(Point annotation records)
────────────────

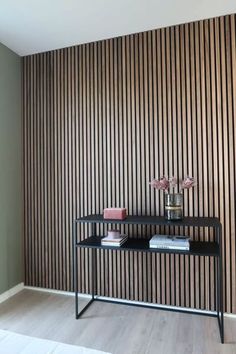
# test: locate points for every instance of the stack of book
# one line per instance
(116, 242)
(170, 242)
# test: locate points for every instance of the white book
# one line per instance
(114, 240)
(167, 247)
(114, 244)
(169, 240)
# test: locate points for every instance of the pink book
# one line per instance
(114, 213)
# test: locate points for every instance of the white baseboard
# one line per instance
(13, 291)
(230, 315)
(58, 292)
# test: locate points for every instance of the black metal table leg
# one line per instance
(75, 255)
(220, 305)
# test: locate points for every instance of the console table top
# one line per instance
(153, 220)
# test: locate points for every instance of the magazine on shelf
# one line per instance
(170, 242)
(118, 241)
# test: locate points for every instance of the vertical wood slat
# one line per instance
(99, 121)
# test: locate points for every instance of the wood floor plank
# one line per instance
(114, 328)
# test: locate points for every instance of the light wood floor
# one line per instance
(117, 329)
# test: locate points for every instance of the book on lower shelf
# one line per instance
(170, 242)
(116, 242)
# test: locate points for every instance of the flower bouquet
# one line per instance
(173, 198)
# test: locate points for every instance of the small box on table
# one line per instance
(114, 213)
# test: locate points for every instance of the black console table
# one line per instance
(197, 248)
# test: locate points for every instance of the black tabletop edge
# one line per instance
(200, 248)
(153, 220)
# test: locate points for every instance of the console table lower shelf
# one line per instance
(142, 245)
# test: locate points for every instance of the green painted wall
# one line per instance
(11, 258)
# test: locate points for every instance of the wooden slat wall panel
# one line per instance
(102, 119)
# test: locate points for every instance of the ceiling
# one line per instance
(32, 26)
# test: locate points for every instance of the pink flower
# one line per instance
(173, 181)
(162, 183)
(188, 182)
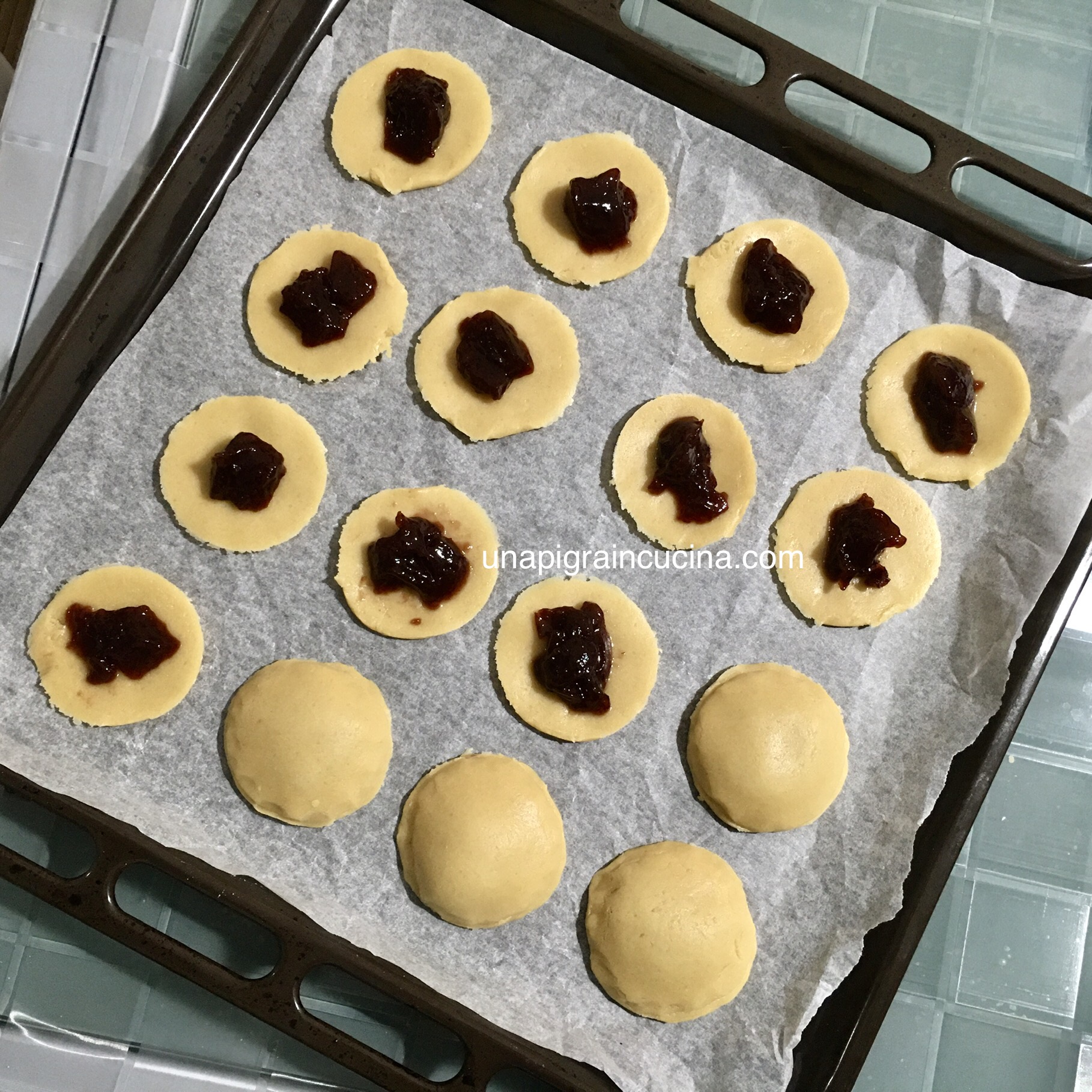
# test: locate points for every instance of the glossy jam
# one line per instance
(857, 535)
(416, 113)
(774, 291)
(601, 211)
(420, 557)
(575, 663)
(132, 640)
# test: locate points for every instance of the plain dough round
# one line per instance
(356, 125)
(306, 742)
(543, 228)
(401, 613)
(532, 401)
(635, 464)
(768, 748)
(670, 932)
(803, 527)
(186, 472)
(369, 331)
(1001, 408)
(481, 841)
(64, 673)
(715, 279)
(635, 658)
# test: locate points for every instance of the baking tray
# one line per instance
(147, 252)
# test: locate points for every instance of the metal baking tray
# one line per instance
(147, 252)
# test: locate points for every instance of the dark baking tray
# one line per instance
(152, 244)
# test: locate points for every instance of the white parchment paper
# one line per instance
(914, 691)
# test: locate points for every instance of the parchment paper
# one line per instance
(914, 691)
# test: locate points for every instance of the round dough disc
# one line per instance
(64, 673)
(186, 473)
(1001, 408)
(767, 748)
(356, 126)
(670, 932)
(306, 742)
(803, 527)
(481, 841)
(635, 659)
(715, 279)
(543, 228)
(532, 401)
(401, 613)
(369, 331)
(635, 466)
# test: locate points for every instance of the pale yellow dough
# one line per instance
(1001, 408)
(481, 841)
(307, 743)
(531, 401)
(543, 228)
(768, 748)
(731, 460)
(635, 659)
(64, 673)
(357, 123)
(186, 471)
(803, 527)
(401, 613)
(369, 331)
(670, 930)
(715, 279)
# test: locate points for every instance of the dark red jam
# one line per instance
(490, 354)
(321, 302)
(601, 211)
(416, 114)
(132, 640)
(683, 466)
(419, 556)
(942, 398)
(857, 535)
(774, 291)
(247, 472)
(575, 663)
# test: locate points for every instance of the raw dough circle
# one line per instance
(64, 673)
(767, 748)
(635, 464)
(356, 126)
(369, 331)
(715, 279)
(1001, 408)
(635, 659)
(803, 527)
(543, 228)
(670, 932)
(186, 473)
(481, 841)
(401, 613)
(306, 742)
(532, 401)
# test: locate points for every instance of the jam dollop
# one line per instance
(491, 354)
(774, 291)
(419, 556)
(321, 302)
(575, 663)
(857, 534)
(132, 640)
(417, 111)
(601, 211)
(942, 396)
(247, 472)
(683, 466)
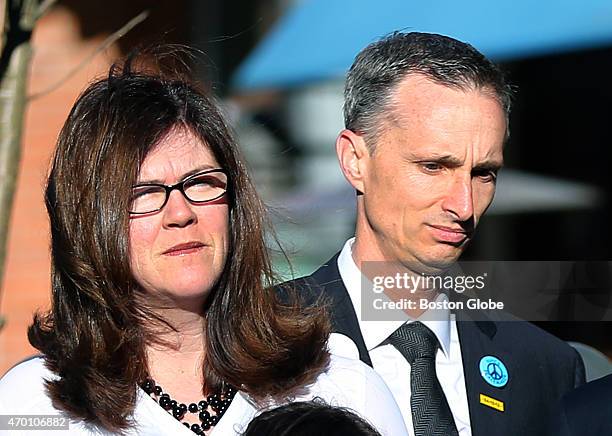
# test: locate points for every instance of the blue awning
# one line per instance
(318, 39)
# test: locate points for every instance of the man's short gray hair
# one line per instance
(378, 69)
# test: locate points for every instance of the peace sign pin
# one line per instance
(493, 371)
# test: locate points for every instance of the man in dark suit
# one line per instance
(426, 119)
(586, 411)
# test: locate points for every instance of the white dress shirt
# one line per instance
(391, 365)
(347, 383)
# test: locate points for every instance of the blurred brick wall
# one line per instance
(58, 48)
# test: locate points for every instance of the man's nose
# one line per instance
(459, 200)
(178, 211)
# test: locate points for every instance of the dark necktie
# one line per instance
(431, 415)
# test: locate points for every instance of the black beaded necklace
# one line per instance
(218, 403)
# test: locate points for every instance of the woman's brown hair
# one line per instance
(94, 335)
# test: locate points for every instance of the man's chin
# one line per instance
(437, 263)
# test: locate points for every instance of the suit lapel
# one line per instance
(343, 316)
(477, 339)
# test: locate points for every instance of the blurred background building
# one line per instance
(278, 66)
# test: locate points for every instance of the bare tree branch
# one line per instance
(105, 44)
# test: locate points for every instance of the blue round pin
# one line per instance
(493, 371)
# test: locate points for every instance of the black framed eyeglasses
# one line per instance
(198, 188)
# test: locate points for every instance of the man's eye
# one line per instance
(486, 175)
(431, 167)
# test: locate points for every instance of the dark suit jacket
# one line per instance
(585, 411)
(541, 367)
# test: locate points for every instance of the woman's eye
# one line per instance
(142, 191)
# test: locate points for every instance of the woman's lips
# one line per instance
(183, 249)
(448, 234)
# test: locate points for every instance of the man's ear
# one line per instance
(353, 156)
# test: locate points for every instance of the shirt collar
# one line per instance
(376, 332)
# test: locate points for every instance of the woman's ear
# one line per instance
(353, 156)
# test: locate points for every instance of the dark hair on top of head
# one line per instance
(95, 333)
(380, 67)
(307, 418)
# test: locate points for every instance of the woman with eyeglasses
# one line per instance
(162, 321)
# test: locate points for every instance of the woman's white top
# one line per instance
(348, 383)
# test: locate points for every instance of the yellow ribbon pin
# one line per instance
(492, 402)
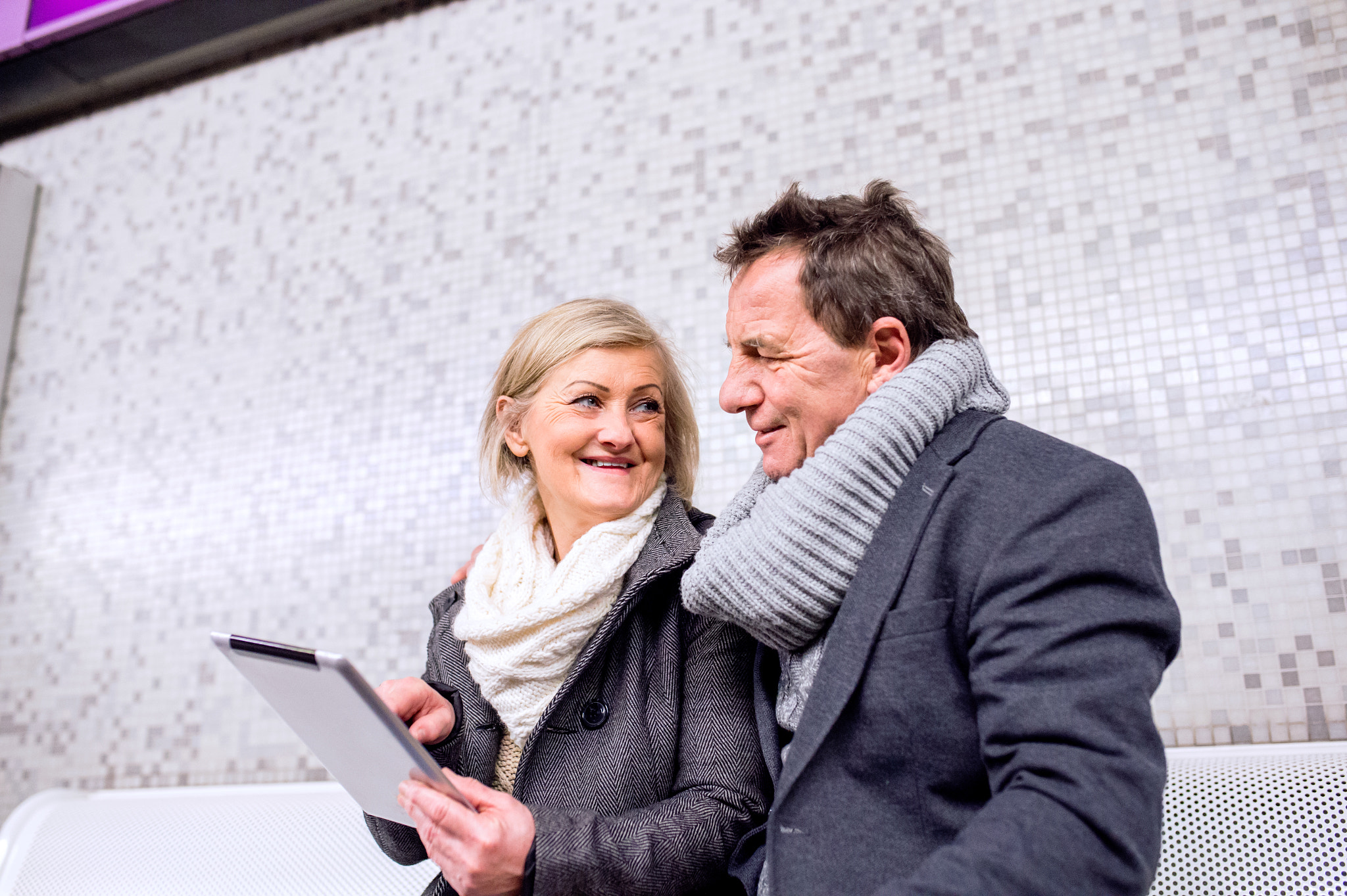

────────────────

Show every line of the material above that contains the word "yellow".

# test: locate points for every instance of the pale yellow dough
# test: locate points for every instance of the yellow ribbon pin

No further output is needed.